* _Written problem_
Copy the listing below line for line, leaving out the pictures.
* Begin Input for this task *
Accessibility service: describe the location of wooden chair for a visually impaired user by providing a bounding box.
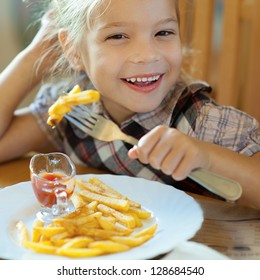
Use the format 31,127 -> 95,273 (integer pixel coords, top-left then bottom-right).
179,0 -> 260,121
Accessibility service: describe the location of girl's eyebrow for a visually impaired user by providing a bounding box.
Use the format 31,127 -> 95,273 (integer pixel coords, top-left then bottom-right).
99,17 -> 178,30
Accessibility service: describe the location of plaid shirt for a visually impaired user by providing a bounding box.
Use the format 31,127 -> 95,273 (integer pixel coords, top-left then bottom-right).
31,78 -> 260,196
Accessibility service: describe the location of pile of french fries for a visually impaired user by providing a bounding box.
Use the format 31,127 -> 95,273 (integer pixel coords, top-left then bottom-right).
16,177 -> 157,258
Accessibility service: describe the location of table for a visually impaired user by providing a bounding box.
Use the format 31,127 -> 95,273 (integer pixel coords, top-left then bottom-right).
0,154 -> 260,259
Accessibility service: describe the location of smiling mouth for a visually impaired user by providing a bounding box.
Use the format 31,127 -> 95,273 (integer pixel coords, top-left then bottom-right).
124,75 -> 162,87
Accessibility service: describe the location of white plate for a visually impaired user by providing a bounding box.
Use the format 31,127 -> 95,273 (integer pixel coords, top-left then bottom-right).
0,174 -> 203,260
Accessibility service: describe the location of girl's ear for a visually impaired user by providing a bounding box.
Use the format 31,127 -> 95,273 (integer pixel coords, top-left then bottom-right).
59,29 -> 84,72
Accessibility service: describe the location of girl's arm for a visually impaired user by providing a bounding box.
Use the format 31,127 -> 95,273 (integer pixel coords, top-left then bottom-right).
0,13 -> 59,162
129,126 -> 260,209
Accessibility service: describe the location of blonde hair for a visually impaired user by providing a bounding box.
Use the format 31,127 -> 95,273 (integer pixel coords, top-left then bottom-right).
36,0 -> 191,83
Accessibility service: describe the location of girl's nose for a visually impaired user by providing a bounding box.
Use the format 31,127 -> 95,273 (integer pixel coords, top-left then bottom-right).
129,40 -> 161,64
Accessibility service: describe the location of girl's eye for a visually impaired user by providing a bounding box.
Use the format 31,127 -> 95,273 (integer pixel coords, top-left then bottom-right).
155,30 -> 175,37
107,34 -> 127,40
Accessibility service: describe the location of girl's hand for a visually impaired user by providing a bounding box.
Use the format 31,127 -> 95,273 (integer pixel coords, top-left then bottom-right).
128,126 -> 210,180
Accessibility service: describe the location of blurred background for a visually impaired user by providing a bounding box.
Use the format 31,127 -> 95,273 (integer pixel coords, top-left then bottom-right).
0,0 -> 260,121
0,0 -> 37,71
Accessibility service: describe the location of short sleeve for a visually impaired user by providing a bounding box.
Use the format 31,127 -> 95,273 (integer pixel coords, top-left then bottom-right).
194,103 -> 260,156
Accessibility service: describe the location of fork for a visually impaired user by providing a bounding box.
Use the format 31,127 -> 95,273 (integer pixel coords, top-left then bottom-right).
65,105 -> 242,201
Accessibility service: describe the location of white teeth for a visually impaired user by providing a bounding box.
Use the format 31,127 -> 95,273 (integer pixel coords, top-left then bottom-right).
126,75 -> 160,83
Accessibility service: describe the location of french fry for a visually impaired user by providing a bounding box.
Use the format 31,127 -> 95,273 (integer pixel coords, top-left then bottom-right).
17,178 -> 157,258
61,236 -> 94,249
97,216 -> 133,235
32,219 -> 44,242
34,227 -> 66,238
83,177 -> 141,208
134,224 -> 157,237
110,234 -> 153,247
127,211 -> 143,227
23,241 -> 57,254
57,248 -> 104,258
128,206 -> 151,219
80,190 -> 129,211
97,204 -> 136,228
89,240 -> 129,254
16,221 -> 29,245
79,226 -> 125,240
70,192 -> 86,209
47,85 -> 100,126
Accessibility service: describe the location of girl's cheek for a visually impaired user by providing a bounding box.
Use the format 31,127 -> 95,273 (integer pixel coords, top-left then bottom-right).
128,146 -> 138,159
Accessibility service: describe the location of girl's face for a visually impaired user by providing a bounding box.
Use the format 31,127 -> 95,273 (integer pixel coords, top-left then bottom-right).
81,0 -> 182,123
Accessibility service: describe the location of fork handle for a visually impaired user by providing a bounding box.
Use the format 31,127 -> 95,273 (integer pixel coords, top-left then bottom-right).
189,168 -> 242,201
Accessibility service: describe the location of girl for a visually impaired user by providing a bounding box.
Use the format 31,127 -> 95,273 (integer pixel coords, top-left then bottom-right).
* End Input for this task *
* _Problem solution_
Accessibility service: describe the location of wooden chair for a visually impaired user by providing a bounding box.
Use the format 31,127 -> 95,273 (integer pixel coords, top-left then bottom-right).
179,0 -> 260,121
Accessibility service: describe the location of girl's eyebrow for a visually impaired user by providing a bounding box.
Use the format 31,127 -> 95,273 (integer pixel coords, top-left then bottom-right).
99,17 -> 178,30
Accessibility service: describe the location of plaid shirt for a visually impaired user by providing a bounding box.
Use the format 31,127 -> 95,273 (integer pixel coords, top-left then bottom-right).
31,78 -> 260,196
Accessibility service: describe the location of pile of french fries for a visually impaired user by providing a bounding box.
Use the format 31,127 -> 95,273 (integer pixel coords, top-left then bottom-right).
16,177 -> 157,258
Accessibility service: describe the location of table for a visually impaired user by providing a bounding box.
Use the format 31,127 -> 95,273 (integer pixel coords, top-left then bottom-right).
0,154 -> 260,259
Accessibility service: describe the location of smiling mouth for a visually impaired user by providing a bounding box.
Use the format 31,127 -> 95,273 (integer pixel coords, top-left then bottom-right).
124,75 -> 162,87
Accessibility service: describe the location of white plate for a visually impaired user by providing a bounding box.
Use the format 31,127 -> 95,273 (integer pixel coords, top-left then bottom-right).
0,174 -> 203,260
Accessibility service: describe the location of girl's ear for a visually impaired user by providing a bounding box.
Use the format 31,127 -> 95,273 (integer pixel coords, top-left then bottom-right).
59,29 -> 84,72
Accessibility service: describe the location of girl's arm for a visually impaired user by providing a bounding box.
Use the format 31,127 -> 95,273 (integer pixel coords, top-left then bottom-right).
0,13 -> 59,162
129,126 -> 260,209
Accessibility service: describe the location of blonde hair for a visually impaired user by providing a bounding box.
Use the format 31,127 -> 95,273 (integer pixel coords, top-left then bottom-right).
36,0 -> 191,83
Accessibility service: describe the location of girl's nose for a visually impaired user by providing a bounding box.
Use the format 31,127 -> 95,273 (integer pixel coords, top-left then bottom-right).
129,40 -> 161,64
Accessibility service: describe the location of girl's eye for a visually impaired user by providing a bounding box.
Use the format 31,127 -> 95,273 (integer pixel coords, top-left then bottom-right).
155,30 -> 175,37
107,34 -> 127,40
Accessibility service: describe the location of girl's hand for a visually impaired user by providing a bounding box.
Use the format 31,127 -> 95,273 (integer pixel coords, top-left then bottom-right).
128,126 -> 210,180
Accessibility service: describe the location of blurred background for a visually impaired user by providing a bounding box.
Use the format 31,127 -> 95,273 (integer pixel coords, top-left then bottom-right).
0,0 -> 260,121
0,0 -> 37,71
Accessibility service: describe the location of short sleeve for a visually impaired user by providing a bounding box.
Use the format 31,127 -> 95,273 (integer pixel coords, top-left then bottom-right).
194,103 -> 260,156
Accessibility service: describe the location of fork for a visually impaired user by providing a bounding box.
Use the format 31,127 -> 95,273 (integer pixel coords, top-left then bottom-right).
65,105 -> 242,201
Accessibility service: describe the location of white teeth for a visually impaired user by providing a bounding box.
Use the format 31,127 -> 95,273 (integer pixel coords, top-left then bottom-right).
126,75 -> 160,83
Accessibility service: describe the location of french fry for a visually impaired user by providing a bounding box.
Use the format 31,127 -> 95,273 (integer pixel coords, top-left then bottom-right).
17,178 -> 157,258
61,236 -> 94,249
97,216 -> 133,235
32,219 -> 44,242
34,227 -> 66,238
83,177 -> 141,208
134,224 -> 157,237
110,234 -> 153,247
127,211 -> 143,227
23,241 -> 57,254
57,248 -> 104,258
128,206 -> 151,219
80,190 -> 129,211
97,204 -> 136,228
89,240 -> 129,254
16,221 -> 29,245
79,226 -> 125,240
70,192 -> 86,209
47,85 -> 100,126
Accessibility service: describe the location of girl's cheek for a visually impaired user by providing a bounding box.
Use the format 31,127 -> 95,273 (integer pixel coords, top-left then bottom-right).
128,146 -> 138,159
Accessibility service: describe the location of girl's face for a visually impaired user by providing a bounding box.
Use the format 31,127 -> 95,273 (integer pixel coords, top-left then bottom-right).
81,0 -> 182,123
Accessibility service: describe the location of fork handle for a visually impaired user by providing a bounding box.
Use the format 31,127 -> 95,273 (integer pixel coords, top-left then bottom-right).
189,168 -> 242,201
Accessibility service: describe the location of girl for a visually impaired user by providing a bounding box.
Use the format 31,127 -> 95,273 (integer pixel coords, top-left then bottom-right).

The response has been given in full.